| What is needed |
Display every line below that contains the string "pyramid", treating uppercase and lowercase as different.

[A block of data]
######
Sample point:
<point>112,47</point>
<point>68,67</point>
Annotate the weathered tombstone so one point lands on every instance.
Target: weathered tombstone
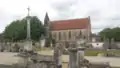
<point>58,56</point>
<point>72,56</point>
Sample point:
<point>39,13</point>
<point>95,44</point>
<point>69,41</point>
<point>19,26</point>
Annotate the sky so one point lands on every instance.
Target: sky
<point>103,13</point>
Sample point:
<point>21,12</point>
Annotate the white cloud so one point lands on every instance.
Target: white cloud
<point>104,13</point>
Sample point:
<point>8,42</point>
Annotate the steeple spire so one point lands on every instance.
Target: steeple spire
<point>46,19</point>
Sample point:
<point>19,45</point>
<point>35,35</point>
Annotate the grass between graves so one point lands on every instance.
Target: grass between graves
<point>87,52</point>
<point>96,52</point>
<point>43,49</point>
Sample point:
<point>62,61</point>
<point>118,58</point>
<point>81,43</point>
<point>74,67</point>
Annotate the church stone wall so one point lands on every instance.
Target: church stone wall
<point>64,34</point>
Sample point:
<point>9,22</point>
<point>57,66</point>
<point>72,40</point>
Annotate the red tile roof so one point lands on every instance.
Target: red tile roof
<point>81,23</point>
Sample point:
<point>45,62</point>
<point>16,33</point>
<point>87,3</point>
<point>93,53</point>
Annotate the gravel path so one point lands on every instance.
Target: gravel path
<point>8,58</point>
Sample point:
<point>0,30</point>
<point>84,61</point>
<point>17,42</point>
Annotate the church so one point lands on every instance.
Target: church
<point>68,30</point>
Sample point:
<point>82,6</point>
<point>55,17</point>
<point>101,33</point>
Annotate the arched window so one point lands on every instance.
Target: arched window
<point>69,34</point>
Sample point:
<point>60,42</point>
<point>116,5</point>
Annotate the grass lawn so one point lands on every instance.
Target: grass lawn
<point>87,52</point>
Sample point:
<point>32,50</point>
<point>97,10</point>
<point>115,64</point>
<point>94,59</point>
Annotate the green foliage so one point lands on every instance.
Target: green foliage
<point>17,30</point>
<point>110,33</point>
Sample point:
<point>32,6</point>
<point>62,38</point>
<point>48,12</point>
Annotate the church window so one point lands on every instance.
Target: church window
<point>69,34</point>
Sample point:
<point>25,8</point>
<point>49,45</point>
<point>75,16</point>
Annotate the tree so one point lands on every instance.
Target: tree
<point>108,33</point>
<point>17,30</point>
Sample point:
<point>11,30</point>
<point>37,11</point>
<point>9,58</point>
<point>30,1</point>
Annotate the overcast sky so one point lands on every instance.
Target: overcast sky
<point>104,13</point>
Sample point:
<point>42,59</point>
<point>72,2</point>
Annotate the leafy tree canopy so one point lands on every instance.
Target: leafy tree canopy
<point>110,33</point>
<point>17,30</point>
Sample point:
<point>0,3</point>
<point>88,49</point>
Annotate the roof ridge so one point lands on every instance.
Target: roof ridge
<point>69,19</point>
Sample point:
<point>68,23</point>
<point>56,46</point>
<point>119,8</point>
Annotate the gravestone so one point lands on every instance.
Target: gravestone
<point>58,56</point>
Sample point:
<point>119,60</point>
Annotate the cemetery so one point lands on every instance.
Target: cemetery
<point>59,54</point>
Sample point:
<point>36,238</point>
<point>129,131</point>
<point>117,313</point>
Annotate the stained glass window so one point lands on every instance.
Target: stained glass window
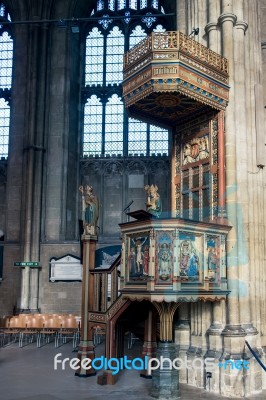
<point>94,58</point>
<point>111,5</point>
<point>114,56</point>
<point>143,3</point>
<point>133,4</point>
<point>107,129</point>
<point>136,36</point>
<point>114,126</point>
<point>92,140</point>
<point>4,127</point>
<point>6,62</point>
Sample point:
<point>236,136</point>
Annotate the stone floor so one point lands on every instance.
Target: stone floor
<point>28,374</point>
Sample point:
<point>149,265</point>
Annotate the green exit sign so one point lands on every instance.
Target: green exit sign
<point>27,264</point>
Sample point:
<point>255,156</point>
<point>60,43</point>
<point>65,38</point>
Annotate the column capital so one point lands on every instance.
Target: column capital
<point>211,26</point>
<point>227,17</point>
<point>233,330</point>
<point>242,25</point>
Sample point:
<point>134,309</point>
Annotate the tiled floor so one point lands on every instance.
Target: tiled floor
<point>28,374</point>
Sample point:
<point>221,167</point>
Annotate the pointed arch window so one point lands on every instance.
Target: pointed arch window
<point>6,62</point>
<point>107,129</point>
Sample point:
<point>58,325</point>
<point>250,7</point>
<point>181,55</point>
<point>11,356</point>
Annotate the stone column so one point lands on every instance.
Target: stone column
<point>212,26</point>
<point>182,337</point>
<point>86,347</point>
<point>149,345</point>
<point>33,165</point>
<point>242,178</point>
<point>165,382</point>
<point>215,349</point>
<point>233,333</point>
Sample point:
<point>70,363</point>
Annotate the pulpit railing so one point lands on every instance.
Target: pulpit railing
<point>106,286</point>
<point>161,45</point>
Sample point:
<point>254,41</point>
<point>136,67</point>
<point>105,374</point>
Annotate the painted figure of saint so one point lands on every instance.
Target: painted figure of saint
<point>203,148</point>
<point>212,259</point>
<point>139,256</point>
<point>164,261</point>
<point>132,262</point>
<point>90,210</point>
<point>185,255</point>
<point>146,259</point>
<point>153,205</point>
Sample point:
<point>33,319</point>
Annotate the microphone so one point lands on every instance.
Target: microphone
<point>129,204</point>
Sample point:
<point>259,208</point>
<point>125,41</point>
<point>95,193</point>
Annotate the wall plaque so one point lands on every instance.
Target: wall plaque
<point>66,268</point>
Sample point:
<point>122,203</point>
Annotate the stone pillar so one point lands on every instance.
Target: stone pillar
<point>86,347</point>
<point>149,345</point>
<point>215,349</point>
<point>233,333</point>
<point>165,382</point>
<point>182,337</point>
<point>212,26</point>
<point>33,165</point>
<point>256,209</point>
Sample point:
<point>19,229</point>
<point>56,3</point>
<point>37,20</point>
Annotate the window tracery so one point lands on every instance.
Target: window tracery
<point>107,129</point>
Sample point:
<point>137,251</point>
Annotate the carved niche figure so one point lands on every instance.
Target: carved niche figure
<point>90,210</point>
<point>164,258</point>
<point>153,205</point>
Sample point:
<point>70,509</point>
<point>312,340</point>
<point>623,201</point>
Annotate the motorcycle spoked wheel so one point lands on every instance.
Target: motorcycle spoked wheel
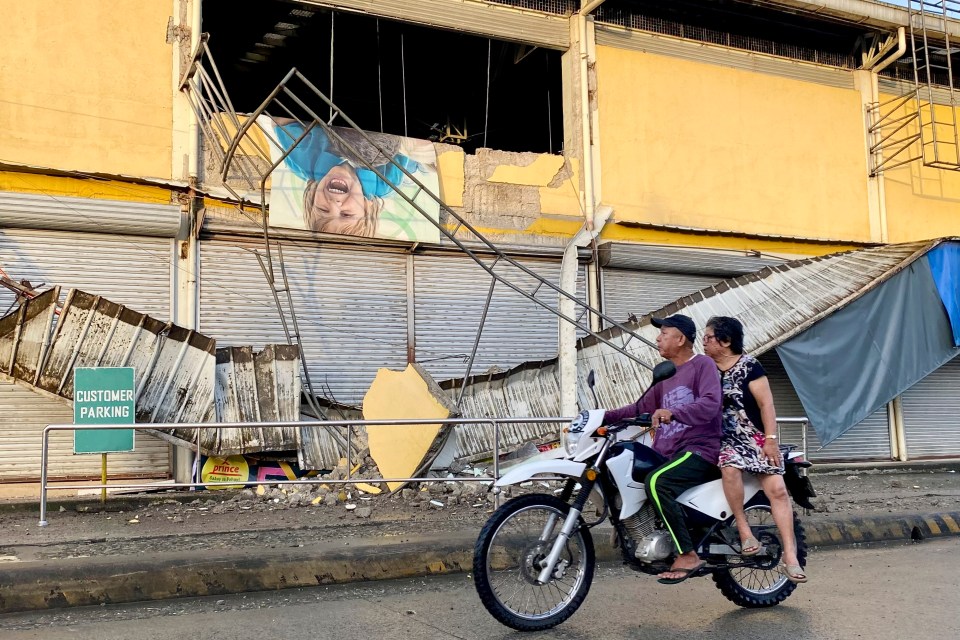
<point>760,583</point>
<point>505,564</point>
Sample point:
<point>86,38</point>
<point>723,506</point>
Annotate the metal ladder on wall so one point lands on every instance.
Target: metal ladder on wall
<point>921,123</point>
<point>933,80</point>
<point>241,155</point>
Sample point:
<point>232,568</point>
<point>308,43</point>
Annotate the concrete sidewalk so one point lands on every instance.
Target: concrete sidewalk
<point>145,575</point>
<point>213,543</point>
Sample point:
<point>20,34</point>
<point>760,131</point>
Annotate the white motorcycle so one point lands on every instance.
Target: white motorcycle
<point>534,559</point>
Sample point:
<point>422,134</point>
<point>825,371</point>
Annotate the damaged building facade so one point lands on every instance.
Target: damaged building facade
<point>721,138</point>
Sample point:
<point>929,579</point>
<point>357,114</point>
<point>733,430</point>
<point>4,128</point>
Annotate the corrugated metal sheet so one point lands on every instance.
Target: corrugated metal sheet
<point>92,262</point>
<point>25,414</point>
<point>173,366</point>
<point>451,292</point>
<point>645,257</point>
<point>715,54</point>
<point>931,413</point>
<point>775,303</point>
<point>257,387</point>
<point>627,292</point>
<point>869,440</point>
<point>31,211</point>
<point>102,263</point>
<point>351,308</point>
<point>896,87</point>
<point>318,449</point>
<point>471,16</point>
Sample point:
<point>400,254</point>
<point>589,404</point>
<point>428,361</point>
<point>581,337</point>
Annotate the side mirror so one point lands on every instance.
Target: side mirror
<point>663,371</point>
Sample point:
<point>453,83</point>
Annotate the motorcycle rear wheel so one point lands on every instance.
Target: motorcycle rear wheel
<point>765,585</point>
<point>505,564</point>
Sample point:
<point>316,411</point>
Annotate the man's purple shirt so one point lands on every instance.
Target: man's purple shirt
<point>695,398</point>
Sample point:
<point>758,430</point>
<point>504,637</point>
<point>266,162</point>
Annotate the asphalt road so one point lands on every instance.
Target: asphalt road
<point>904,591</point>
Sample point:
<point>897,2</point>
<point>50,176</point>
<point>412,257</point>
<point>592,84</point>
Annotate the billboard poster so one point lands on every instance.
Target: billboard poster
<point>321,186</point>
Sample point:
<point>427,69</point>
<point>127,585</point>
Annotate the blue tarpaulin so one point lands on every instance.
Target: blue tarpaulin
<point>858,359</point>
<point>945,267</point>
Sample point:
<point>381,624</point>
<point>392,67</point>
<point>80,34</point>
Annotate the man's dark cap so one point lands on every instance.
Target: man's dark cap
<point>683,323</point>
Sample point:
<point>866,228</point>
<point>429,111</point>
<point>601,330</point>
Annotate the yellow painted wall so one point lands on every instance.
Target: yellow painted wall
<point>923,202</point>
<point>87,85</point>
<point>705,146</point>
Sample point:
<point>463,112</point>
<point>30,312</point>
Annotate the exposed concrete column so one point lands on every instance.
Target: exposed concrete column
<point>568,332</point>
<point>867,83</point>
<point>582,38</point>
<point>185,36</point>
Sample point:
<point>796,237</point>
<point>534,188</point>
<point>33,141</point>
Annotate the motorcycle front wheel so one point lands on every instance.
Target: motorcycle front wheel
<point>506,563</point>
<point>759,582</point>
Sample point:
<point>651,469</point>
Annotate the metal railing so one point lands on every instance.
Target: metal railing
<point>495,423</point>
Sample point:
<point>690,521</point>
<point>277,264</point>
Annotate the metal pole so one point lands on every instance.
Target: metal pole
<point>103,478</point>
<point>476,342</point>
<point>44,451</point>
<point>496,461</point>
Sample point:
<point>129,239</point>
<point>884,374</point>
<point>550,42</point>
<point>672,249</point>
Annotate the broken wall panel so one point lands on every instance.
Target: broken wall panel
<point>532,390</point>
<point>173,366</point>
<point>257,387</point>
<point>319,447</point>
<point>24,335</point>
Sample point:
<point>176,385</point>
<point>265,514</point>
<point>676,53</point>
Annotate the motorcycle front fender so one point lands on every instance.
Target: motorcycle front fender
<point>529,470</point>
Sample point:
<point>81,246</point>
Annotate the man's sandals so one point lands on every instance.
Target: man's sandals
<point>794,573</point>
<point>750,547</point>
<point>687,573</point>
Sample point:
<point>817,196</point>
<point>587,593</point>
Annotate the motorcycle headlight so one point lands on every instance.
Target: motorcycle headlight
<point>575,432</point>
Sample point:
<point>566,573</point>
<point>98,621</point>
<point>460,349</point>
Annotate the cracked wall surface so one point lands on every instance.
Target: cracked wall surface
<point>521,199</point>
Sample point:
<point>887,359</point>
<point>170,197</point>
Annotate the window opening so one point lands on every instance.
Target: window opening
<point>391,76</point>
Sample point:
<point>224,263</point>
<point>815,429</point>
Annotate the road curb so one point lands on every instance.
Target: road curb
<point>73,582</point>
<point>851,530</point>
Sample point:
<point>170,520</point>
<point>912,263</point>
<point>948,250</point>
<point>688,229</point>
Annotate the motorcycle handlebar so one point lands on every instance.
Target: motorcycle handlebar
<point>642,420</point>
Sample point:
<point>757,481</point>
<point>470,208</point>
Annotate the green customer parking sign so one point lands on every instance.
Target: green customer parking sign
<point>103,395</point>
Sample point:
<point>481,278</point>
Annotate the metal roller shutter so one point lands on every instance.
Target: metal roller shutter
<point>351,308</point>
<point>697,51</point>
<point>869,440</point>
<point>450,293</point>
<point>640,292</point>
<point>471,16</point>
<point>134,271</point>
<point>31,211</point>
<point>931,413</point>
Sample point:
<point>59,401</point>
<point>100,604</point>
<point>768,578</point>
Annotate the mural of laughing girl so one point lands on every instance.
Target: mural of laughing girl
<point>322,187</point>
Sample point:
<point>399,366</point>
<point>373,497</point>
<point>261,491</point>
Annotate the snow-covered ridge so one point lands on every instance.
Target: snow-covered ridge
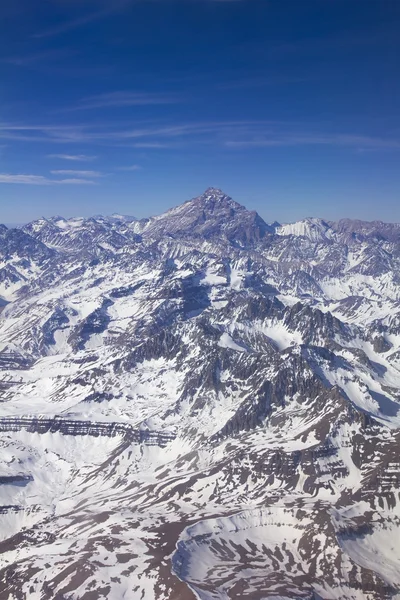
<point>199,405</point>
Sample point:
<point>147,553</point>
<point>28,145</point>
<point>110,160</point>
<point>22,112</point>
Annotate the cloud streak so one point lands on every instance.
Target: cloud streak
<point>120,99</point>
<point>226,134</point>
<point>81,174</point>
<point>40,180</point>
<point>131,168</point>
<point>73,157</point>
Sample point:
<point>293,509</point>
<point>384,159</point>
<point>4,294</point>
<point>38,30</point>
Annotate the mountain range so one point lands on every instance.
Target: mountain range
<point>200,405</point>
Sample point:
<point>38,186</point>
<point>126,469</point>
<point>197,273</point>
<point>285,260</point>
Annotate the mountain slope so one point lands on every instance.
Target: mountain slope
<point>200,405</point>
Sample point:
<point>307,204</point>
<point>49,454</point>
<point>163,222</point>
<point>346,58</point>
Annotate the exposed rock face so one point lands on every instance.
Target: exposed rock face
<point>200,405</point>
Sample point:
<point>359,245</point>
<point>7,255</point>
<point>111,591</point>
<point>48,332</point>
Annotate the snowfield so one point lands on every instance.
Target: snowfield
<point>200,405</point>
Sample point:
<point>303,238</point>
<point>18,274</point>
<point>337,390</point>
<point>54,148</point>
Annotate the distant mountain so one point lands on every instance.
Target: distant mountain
<point>200,405</point>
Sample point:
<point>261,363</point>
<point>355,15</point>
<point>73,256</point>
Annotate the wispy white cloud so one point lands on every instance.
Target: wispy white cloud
<point>73,157</point>
<point>131,168</point>
<point>119,99</point>
<point>228,134</point>
<point>76,172</point>
<point>109,8</point>
<point>41,180</point>
<point>349,140</point>
<point>69,25</point>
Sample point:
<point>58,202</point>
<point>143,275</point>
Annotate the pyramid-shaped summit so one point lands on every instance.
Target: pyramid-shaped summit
<point>212,214</point>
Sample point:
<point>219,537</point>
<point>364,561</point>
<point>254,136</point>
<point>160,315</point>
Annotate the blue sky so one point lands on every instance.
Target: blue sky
######
| Result |
Annotate the pyramid-shaped summit so one point lands on every instance.
Target: pyramid-shaped summit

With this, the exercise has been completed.